Which lines in the items below contain the string "every" with matching case? Collect and list each of those lines.

--- Extracted information ---

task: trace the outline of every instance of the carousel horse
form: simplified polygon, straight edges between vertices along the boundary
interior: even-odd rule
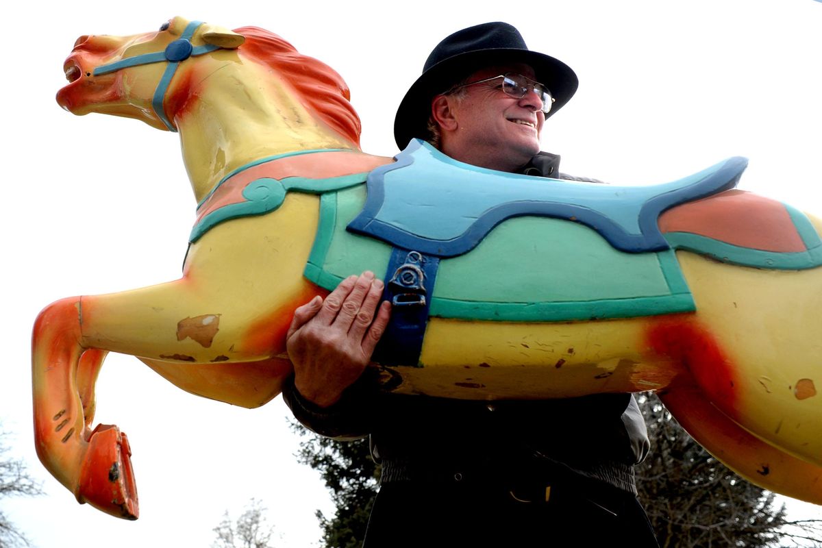
[[[34,326],[38,454],[80,502],[138,514],[126,435],[92,426],[107,352],[257,407],[292,371],[294,309],[370,269],[394,303],[372,365],[383,389],[653,390],[741,476],[822,503],[822,223],[733,190],[744,159],[623,187],[493,172],[421,141],[369,155],[339,75],[254,27],[177,17],[82,36],[64,69],[65,109],[178,132],[198,202],[180,279],[64,298]]]

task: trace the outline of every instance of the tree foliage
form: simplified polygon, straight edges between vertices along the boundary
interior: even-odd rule
[[[822,520],[791,521],[774,493],[737,476],[682,430],[653,394],[638,398],[651,454],[637,467],[640,499],[662,548],[822,546]],[[318,470],[336,512],[317,510],[326,548],[361,546],[376,494],[379,467],[367,440],[340,442],[303,435],[298,457]]]
[[[639,401],[651,454],[637,467],[637,489],[662,548],[822,541],[819,522],[788,520],[774,493],[713,458],[655,395],[643,394]]]
[[[371,458],[368,440],[336,441],[313,434],[296,423],[294,430],[305,436],[298,454],[300,462],[320,471],[336,505],[330,518],[316,511],[323,546],[359,548],[380,477],[380,467]]]
[[[262,503],[252,499],[236,522],[231,521],[229,511],[223,514],[223,521],[213,531],[217,538],[214,548],[274,548],[270,544],[274,527],[266,520],[266,509]]]
[[[25,470],[22,460],[7,456],[8,435],[0,430],[0,501],[13,496],[34,496],[42,495],[39,484],[35,481]],[[0,546],[27,546],[25,536],[15,527],[8,516],[0,510]]]

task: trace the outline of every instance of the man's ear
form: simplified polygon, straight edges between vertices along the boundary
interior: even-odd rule
[[[457,119],[450,99],[448,95],[437,95],[431,102],[431,115],[443,131],[454,131],[457,128]]]

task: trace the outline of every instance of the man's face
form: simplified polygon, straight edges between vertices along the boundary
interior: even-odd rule
[[[523,64],[489,67],[467,80],[473,82],[506,72],[532,80],[533,70]],[[501,171],[514,171],[539,152],[545,123],[542,102],[529,91],[522,99],[503,93],[502,79],[464,88],[462,99],[449,101],[456,129],[443,140],[443,151],[455,159]],[[450,98],[455,99],[456,98]]]

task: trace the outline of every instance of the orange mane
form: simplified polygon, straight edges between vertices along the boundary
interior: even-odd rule
[[[316,113],[321,120],[359,148],[359,117],[349,102],[349,86],[336,71],[302,55],[282,38],[264,29],[243,26],[234,32],[246,38],[238,50],[241,55],[283,75],[309,111]]]

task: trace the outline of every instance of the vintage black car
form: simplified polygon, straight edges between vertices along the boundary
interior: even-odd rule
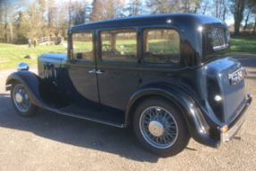
[[[37,107],[118,127],[161,156],[192,136],[218,147],[235,135],[252,95],[247,69],[227,54],[220,20],[196,14],[121,18],[74,26],[67,54],[38,57],[38,76],[21,63],[6,89],[17,112]]]

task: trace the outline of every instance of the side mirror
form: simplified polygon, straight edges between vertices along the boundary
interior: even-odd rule
[[[21,62],[19,63],[18,67],[17,67],[17,70],[18,71],[21,71],[21,70],[29,70],[29,66],[28,63],[26,62]]]

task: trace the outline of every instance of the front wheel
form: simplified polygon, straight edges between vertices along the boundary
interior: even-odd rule
[[[183,114],[174,104],[161,98],[143,101],[136,110],[133,124],[139,142],[160,156],[178,154],[190,138]]]
[[[32,104],[29,96],[21,83],[15,82],[12,85],[11,98],[12,105],[19,115],[22,117],[32,117],[37,109]]]

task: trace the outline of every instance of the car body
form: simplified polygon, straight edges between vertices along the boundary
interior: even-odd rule
[[[22,64],[7,78],[20,114],[27,115],[17,108],[27,99],[63,115],[133,124],[139,141],[162,156],[181,151],[190,136],[218,147],[241,127],[252,102],[247,69],[228,55],[222,20],[149,15],[74,26],[68,35],[67,54],[42,54],[38,75]]]

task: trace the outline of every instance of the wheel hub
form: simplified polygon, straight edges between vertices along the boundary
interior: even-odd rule
[[[15,99],[16,99],[16,102],[19,103],[21,103],[23,102],[23,97],[20,93],[15,94]]]
[[[164,132],[164,127],[161,123],[153,120],[148,125],[149,132],[154,136],[161,136]]]

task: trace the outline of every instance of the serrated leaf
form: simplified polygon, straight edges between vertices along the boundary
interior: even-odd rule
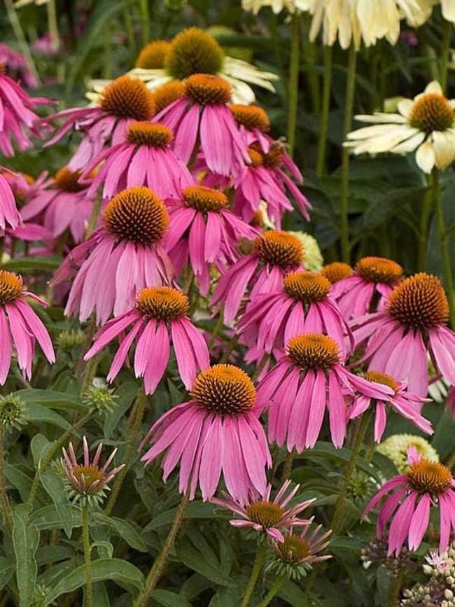
[[[48,257],[17,257],[9,259],[1,264],[2,270],[9,272],[17,272],[20,274],[29,274],[36,270],[48,270],[52,272],[59,267],[63,261],[61,257],[49,256]]]
[[[46,470],[40,475],[40,480],[43,487],[54,502],[66,536],[71,538],[73,530],[73,516],[63,479],[52,470]]]
[[[147,552],[147,545],[139,534],[139,531],[142,530],[139,527],[136,530],[136,525],[124,519],[106,517],[102,512],[95,512],[93,519],[100,524],[106,525],[113,529],[132,548],[141,552]]]
[[[31,403],[44,407],[69,411],[87,411],[87,407],[83,405],[78,396],[67,394],[66,392],[32,389],[19,390],[15,394],[24,403]]]
[[[214,506],[208,502],[190,502],[185,509],[186,519],[211,519],[216,515]],[[174,520],[177,508],[172,508],[155,516],[145,527],[144,531],[156,529],[162,525],[170,524]]]
[[[80,508],[70,505],[70,511],[71,513],[71,526],[80,527],[82,524]],[[43,506],[32,512],[30,515],[30,522],[40,531],[62,528],[62,519],[54,504]]]
[[[111,580],[129,591],[141,591],[144,588],[144,578],[142,573],[134,565],[121,559],[98,559],[90,564],[92,578],[94,582]],[[50,605],[53,601],[72,592],[85,585],[87,579],[85,565],[80,565],[62,578],[46,595],[44,605]]]
[[[59,415],[52,409],[43,407],[34,403],[25,403],[23,405],[24,419],[34,424],[52,424],[67,430],[71,428],[71,424],[66,421],[64,417]]]
[[[0,557],[0,590],[4,588],[14,573],[14,563],[10,559]]]
[[[20,504],[13,510],[13,547],[20,607],[29,607],[31,604],[38,571],[35,555],[39,532],[29,521],[31,510],[29,504]]]
[[[154,590],[151,596],[163,607],[191,607],[184,596],[169,590]]]

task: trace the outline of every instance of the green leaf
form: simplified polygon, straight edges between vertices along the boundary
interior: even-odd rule
[[[23,408],[24,418],[27,421],[34,424],[52,424],[59,428],[63,428],[64,430],[71,428],[71,424],[66,421],[64,417],[47,407],[43,407],[41,405],[34,403],[26,403],[24,404]]]
[[[64,482],[61,476],[51,470],[46,470],[40,475],[43,487],[46,490],[55,509],[62,519],[62,525],[68,538],[71,538],[73,530],[73,517],[71,506],[68,501],[68,496]]]
[[[147,545],[139,533],[142,530],[135,524],[115,517],[106,517],[102,512],[95,512],[93,519],[100,524],[106,525],[113,529],[132,548],[141,552],[147,552]]]
[[[87,411],[87,407],[80,399],[73,394],[57,392],[54,390],[27,389],[19,390],[16,396],[24,403],[31,403],[50,407],[51,409],[64,409],[69,411]]]
[[[72,505],[70,505],[69,508],[72,517],[71,526],[80,527],[80,508]],[[32,512],[30,515],[30,522],[40,531],[62,529],[62,518],[54,504],[43,506]]]
[[[26,501],[30,493],[31,480],[18,466],[10,463],[4,463],[5,476],[13,487],[15,487],[20,495],[22,501]]]
[[[169,590],[154,590],[151,596],[157,603],[164,607],[191,607],[191,603],[184,596]]]
[[[109,438],[118,426],[120,420],[130,407],[131,403],[137,396],[137,384],[136,382],[127,382],[115,390],[115,404],[112,411],[109,411],[104,419],[104,437]]]
[[[0,590],[4,588],[14,573],[14,563],[10,559],[0,557]]]
[[[98,559],[90,564],[94,582],[111,580],[128,591],[142,590],[144,579],[142,573],[127,561],[121,559]],[[85,584],[85,565],[80,565],[62,578],[48,593],[44,604],[50,605],[57,598],[72,592]]]
[[[215,506],[208,502],[192,501],[187,505],[185,510],[186,519],[211,519],[216,515]],[[144,531],[156,529],[162,525],[170,524],[174,520],[177,508],[172,508],[155,516],[148,524],[144,527]]]
[[[2,270],[10,272],[18,272],[20,274],[30,274],[34,270],[57,270],[62,262],[61,257],[49,256],[49,257],[18,257],[10,259],[1,264]]]
[[[29,522],[31,510],[29,504],[20,504],[13,510],[13,547],[16,558],[20,607],[29,607],[31,604],[38,571],[35,555],[39,532]]]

---

» **Exercise result**
task: trace the outline of every instance of the carousel horse
task: trace the outline of every instance of the tree foliage
task: trace the outline of every instance of the man's ear
task: trace the outline of every instance of the man's face
task: trace the outline of every instance of the orange mane
task: trace the outline of every instance of the vintage black car
task: trace the outline of every instance of the side mirror
task: trace the outline of every instance of the front wheel
task: trace the outline of every instance of the car body
task: trace the outline of every instance of the wheel hub
task: trace the outline of every instance of the serrated leaf
task: trace the outline of every instance of the green leaf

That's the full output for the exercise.